#### Tujuan Latihan:
Dapatkah Anda menyalin dengan persis bagian teks tentang kematian pasien anak, mulai dari "Pasien dirujuk dari" dan terus sampai "kematian anak-anak tersebut."?

#### Kutipan Bacaan:
□ □ □

Pasien dirujuk dari rumah sakit lain dengan gejala demam, nyeri perut akut, syok, dan memburuk dengan cepat. Meski diberi pengobatan, kondisi pasien terus memburuk dan mengalami kegagalan banyak organ sehingga meninggal setelah 14 jam dirawat di unit gawat darurat anak.
Penelitian lain yang dilakukan sepanjang 2 Maret hingga 31 Juli 2020 pada pasien di 55 RS di Jakarta oleh tim peneliti dari Indonesia, Inggris, dan Vietnam, yang dimuat di Lancet Regional Health-Western Pacific, 2 Maret 2021, mendapatkan kematian cukup tinggi pada anak berusia kurang dari 5 tahun, yakni 11 persen. Namun, tidak tersedia informasi lengkap tentang kondisi yang mendasari dan penyebab pasti kematian anak-anak tersebut.

□ □ □

#### Cuplikan Data:
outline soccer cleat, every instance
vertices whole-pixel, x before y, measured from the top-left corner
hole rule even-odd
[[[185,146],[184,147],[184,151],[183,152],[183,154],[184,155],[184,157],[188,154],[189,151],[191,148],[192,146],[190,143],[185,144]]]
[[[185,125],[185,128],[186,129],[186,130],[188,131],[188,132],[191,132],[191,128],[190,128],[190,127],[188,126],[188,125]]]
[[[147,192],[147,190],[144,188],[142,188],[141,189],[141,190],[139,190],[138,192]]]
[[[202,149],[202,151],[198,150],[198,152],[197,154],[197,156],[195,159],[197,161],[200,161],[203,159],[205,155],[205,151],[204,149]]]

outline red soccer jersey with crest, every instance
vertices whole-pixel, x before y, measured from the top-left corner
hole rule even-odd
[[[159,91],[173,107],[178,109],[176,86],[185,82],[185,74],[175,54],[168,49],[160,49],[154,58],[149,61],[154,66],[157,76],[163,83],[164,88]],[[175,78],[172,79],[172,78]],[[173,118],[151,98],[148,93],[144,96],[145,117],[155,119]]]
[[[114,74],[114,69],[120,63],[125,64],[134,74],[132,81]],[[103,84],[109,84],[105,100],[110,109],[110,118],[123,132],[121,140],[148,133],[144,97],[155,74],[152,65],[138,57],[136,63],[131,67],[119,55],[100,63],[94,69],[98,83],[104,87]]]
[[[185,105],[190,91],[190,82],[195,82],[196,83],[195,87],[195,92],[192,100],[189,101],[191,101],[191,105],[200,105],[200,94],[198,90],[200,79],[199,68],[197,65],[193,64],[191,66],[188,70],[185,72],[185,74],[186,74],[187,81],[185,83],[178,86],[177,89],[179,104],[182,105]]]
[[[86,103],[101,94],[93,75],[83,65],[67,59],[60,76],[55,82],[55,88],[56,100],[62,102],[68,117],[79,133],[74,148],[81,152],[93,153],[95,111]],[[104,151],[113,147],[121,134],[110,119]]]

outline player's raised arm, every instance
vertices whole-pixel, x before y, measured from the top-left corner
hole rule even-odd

□ □ □

#### Jawaban yang Diharapkan:
Pasien dirujuk dari rumah sakit lain dengan gejala demam, nyeri perut akut, syok, dan memburuk dengan cepat. Meski diberi pengobatan, kondisi pasien terus memburuk dan mengalami kegagalan banyak organ sehingga meninggal setelah 14 jam dirawat di unit gawat darurat anak.
Penelitian lain yang dilakukan sepanjang 2 Maret hingga 31 Juli 2020 pada pasien di 55 RS di Jakarta oleh tim peneliti dari Indonesia, Inggris, dan Vietnam, yang dimuat di Lancet Regional Health-Western Pacific, 2 Maret 2021, mendapatkan kematian cukup tinggi pada anak berusia kurang dari 5 tahun, yakni 11 persen. Namun, tidak tersedia informasi lengkap tentang kondisi yang mendasari dan penyebab pasti kematian anak-anak tersebut.